#### [WHAT YOU HAVE TO DO]
In the entries below, count each line where "image" appears. Give the total and nothing more.

#### [MATERIAL PROVIDED]
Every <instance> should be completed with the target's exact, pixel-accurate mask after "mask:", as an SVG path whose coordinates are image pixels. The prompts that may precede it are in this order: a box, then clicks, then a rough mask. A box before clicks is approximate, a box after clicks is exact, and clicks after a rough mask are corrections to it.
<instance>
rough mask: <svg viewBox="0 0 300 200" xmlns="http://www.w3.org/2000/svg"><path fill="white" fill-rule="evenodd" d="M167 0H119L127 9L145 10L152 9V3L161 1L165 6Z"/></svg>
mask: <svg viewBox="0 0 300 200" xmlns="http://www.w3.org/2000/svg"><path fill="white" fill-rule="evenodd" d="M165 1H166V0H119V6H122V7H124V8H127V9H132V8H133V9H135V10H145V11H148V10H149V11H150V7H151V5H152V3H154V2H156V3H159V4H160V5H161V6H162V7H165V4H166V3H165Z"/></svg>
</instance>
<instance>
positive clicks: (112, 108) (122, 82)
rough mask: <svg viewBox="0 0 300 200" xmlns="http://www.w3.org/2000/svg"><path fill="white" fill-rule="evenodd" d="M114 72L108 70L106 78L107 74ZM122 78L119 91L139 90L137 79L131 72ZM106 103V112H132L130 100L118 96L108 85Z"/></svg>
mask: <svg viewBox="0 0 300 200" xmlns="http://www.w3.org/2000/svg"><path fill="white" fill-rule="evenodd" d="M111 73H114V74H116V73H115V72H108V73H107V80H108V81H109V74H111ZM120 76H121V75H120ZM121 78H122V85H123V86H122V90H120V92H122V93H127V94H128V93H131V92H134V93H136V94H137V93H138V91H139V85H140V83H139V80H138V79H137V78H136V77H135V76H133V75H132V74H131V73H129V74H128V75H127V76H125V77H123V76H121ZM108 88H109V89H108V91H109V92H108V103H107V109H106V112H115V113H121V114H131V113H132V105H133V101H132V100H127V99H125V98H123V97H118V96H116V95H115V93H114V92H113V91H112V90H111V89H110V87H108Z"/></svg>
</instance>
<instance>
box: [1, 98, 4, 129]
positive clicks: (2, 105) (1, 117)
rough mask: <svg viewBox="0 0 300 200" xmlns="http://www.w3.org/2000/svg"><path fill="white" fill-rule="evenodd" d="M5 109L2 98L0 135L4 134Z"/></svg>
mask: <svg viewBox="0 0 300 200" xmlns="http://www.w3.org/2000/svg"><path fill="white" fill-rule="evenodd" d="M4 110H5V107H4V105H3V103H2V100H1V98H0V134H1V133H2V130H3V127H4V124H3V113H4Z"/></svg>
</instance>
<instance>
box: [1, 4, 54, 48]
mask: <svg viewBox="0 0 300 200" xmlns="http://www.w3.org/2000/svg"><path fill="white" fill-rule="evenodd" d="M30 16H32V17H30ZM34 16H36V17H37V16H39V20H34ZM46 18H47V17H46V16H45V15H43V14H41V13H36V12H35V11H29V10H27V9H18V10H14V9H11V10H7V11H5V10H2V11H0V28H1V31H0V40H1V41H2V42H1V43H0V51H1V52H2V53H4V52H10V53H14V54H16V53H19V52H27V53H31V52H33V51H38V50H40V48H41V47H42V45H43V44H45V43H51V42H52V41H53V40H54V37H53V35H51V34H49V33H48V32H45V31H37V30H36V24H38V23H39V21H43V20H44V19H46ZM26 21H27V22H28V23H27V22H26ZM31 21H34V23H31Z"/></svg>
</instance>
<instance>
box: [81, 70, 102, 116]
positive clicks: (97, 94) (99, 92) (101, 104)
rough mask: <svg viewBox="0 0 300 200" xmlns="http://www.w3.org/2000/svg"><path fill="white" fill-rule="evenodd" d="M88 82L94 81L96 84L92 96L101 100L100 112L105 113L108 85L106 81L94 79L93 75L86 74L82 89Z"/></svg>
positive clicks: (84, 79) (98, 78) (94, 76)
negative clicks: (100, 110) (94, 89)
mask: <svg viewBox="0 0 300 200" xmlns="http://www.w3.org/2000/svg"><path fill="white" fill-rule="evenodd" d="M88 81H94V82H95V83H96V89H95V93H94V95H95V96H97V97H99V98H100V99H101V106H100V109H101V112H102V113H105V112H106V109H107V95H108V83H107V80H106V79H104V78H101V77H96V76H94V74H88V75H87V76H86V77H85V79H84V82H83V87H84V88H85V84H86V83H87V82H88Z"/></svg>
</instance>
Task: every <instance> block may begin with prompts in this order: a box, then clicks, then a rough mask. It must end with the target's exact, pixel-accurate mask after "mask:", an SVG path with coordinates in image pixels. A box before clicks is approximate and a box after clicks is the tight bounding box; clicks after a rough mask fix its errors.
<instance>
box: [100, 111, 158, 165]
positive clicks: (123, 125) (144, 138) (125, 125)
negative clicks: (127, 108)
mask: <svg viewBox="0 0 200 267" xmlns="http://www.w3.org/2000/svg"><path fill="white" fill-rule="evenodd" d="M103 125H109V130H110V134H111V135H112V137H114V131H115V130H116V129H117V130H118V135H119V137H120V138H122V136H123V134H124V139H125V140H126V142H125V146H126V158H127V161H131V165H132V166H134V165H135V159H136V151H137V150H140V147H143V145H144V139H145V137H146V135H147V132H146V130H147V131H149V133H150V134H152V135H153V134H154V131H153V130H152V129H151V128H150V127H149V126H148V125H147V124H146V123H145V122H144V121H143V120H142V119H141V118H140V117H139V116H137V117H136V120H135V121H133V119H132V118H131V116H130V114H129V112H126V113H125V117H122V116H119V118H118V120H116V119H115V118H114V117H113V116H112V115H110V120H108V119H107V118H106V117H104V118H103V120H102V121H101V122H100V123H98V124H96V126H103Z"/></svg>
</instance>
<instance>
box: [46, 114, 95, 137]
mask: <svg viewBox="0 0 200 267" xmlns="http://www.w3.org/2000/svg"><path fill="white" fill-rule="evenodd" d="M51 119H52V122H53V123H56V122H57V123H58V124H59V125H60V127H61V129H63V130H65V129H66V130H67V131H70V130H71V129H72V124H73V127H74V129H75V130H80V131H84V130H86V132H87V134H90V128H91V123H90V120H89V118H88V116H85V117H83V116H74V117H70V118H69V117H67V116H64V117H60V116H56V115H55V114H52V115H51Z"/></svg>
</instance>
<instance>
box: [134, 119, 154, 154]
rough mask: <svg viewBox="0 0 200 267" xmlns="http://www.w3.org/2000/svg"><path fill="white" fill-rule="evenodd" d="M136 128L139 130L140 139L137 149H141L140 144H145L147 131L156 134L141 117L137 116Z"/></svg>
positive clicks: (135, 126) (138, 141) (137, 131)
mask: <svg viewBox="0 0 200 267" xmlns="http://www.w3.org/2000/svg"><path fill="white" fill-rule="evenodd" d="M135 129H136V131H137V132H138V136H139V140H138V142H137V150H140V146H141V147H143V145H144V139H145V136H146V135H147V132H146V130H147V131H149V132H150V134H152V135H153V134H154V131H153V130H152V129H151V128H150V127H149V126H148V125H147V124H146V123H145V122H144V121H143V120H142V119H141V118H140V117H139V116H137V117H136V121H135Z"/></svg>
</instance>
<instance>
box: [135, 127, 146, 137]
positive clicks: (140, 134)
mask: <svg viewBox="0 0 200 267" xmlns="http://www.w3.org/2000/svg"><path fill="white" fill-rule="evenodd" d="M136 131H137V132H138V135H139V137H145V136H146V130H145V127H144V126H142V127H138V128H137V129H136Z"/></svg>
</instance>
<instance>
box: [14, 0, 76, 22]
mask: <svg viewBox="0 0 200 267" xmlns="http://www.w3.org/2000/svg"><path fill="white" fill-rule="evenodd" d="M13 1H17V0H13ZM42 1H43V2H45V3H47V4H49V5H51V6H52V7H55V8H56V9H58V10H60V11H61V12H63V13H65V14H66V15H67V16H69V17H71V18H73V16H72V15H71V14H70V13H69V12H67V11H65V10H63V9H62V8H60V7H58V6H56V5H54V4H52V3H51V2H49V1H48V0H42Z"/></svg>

* * *

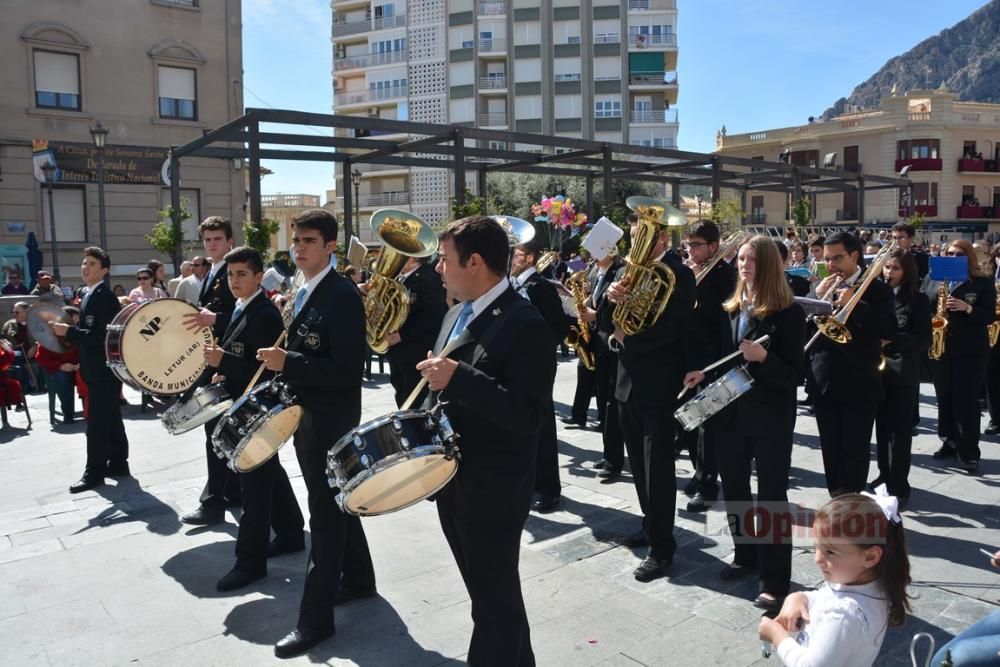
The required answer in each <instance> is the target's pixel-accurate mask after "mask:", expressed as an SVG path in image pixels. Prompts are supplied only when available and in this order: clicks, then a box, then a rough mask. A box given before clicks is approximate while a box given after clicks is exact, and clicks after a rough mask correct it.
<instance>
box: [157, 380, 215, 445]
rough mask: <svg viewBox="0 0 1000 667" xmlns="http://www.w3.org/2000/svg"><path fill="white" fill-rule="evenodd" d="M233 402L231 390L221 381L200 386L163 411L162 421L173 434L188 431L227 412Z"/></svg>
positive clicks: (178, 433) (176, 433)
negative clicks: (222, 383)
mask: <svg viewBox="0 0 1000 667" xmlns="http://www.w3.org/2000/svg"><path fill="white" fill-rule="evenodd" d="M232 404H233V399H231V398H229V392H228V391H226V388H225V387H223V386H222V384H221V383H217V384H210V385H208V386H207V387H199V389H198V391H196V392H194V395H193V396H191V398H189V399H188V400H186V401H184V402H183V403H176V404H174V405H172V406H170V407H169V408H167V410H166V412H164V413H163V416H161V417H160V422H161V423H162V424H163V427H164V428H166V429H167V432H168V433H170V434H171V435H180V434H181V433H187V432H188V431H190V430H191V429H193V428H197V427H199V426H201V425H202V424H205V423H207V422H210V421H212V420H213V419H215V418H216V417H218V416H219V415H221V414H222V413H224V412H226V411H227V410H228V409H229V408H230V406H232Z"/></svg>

#### [ANSWER BELOW]
3